**RECORDS FOR THIS TASK:**
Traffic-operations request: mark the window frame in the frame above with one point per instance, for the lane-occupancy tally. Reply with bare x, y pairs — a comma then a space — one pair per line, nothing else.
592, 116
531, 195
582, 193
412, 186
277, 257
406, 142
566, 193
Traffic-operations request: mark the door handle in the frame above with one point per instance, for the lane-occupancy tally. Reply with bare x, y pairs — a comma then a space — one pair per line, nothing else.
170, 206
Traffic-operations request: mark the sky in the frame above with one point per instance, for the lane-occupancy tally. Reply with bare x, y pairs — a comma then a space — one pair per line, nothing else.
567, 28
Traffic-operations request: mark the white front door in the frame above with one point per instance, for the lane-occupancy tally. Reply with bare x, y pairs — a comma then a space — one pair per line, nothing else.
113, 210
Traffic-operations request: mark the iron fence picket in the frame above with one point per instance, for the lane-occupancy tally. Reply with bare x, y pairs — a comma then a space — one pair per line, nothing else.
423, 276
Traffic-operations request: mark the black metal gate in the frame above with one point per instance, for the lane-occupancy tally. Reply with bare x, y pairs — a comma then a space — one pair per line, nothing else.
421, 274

**EXERCISE OBJECTIVE:** Lay out every line of the entries above as a Markdown table with two columns, Row and Line, numbering the rows in order and leaving out any blank lines.

**EXPECTED ANSWER:**
| Row | Line |
|---|---|
| 1 | Traffic-operations request: mark the window frame in the frame above with one point per instance, for the lane-occupancy tally. Reply with bare x, y pairs — a comma then a space — one pair per line, nothing else. |
| 2 | 592, 116 |
| 3 | 531, 195 |
| 4 | 582, 193 |
| 5 | 412, 186 |
| 6 | 277, 257 |
| 7 | 406, 142 |
| 8 | 566, 193 |
| 9 | Traffic-operations request: mark the door handle in the frame above with one point per instance, for the lane-occupancy tally. Reply with bare x, y pairs — a comma then a space — one pair per line, nothing else. |
| 10 | 170, 206 |
| 11 | Traffic-operations request: mark the sky in the frame above with one point per instance, for the lane-occupancy tally. Reply with bare x, y pairs — a comma then a space — one pair per line, nothing else. |
| 12 | 567, 28 |
| 13 | Traffic-operations request: mark the white front door in the frame above with one point per instance, for the lane-occupancy tally. Reply with bare x, y pairs — a comma then a space — one pair per line, nothing else. |
| 14 | 113, 210 |
| 15 | Traffic-operations request: mark the iron fence picket in the frame above with one point per instance, for the lane-occupancy tally. Reply with bare x, y pairs — a comma then a space — one pair per line, nothing else. |
| 16 | 423, 276 |
| 17 | Traffic-operations request: mark the black metal gate in the frame above with one point per instance, for the lane-occupancy tally. Reply with bare x, y pairs — a comma then a space — one pair per line, nothing else. |
| 18 | 421, 274 |